▶ [Task prompt]
Locate each line in the entries below that contains the word "innermost", and copy those lines out in full.

▶ [Information provided]

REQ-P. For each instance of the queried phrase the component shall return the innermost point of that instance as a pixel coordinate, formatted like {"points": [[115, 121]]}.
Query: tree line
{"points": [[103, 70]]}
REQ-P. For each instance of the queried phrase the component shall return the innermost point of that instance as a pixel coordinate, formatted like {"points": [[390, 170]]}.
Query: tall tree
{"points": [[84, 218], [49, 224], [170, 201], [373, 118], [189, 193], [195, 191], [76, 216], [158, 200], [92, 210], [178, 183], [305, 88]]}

▶ [Output for this task]
REQ-P. For each instance of the queried phrase the component shall return the innermost point of that instance as a pixel coordinate, formatted like {"points": [[115, 121]]}.
REQ-P. For each instance of the queried phrase the component shall return the innermost point of that instance as a pixel coordinate, formatted like {"points": [[390, 170]]}.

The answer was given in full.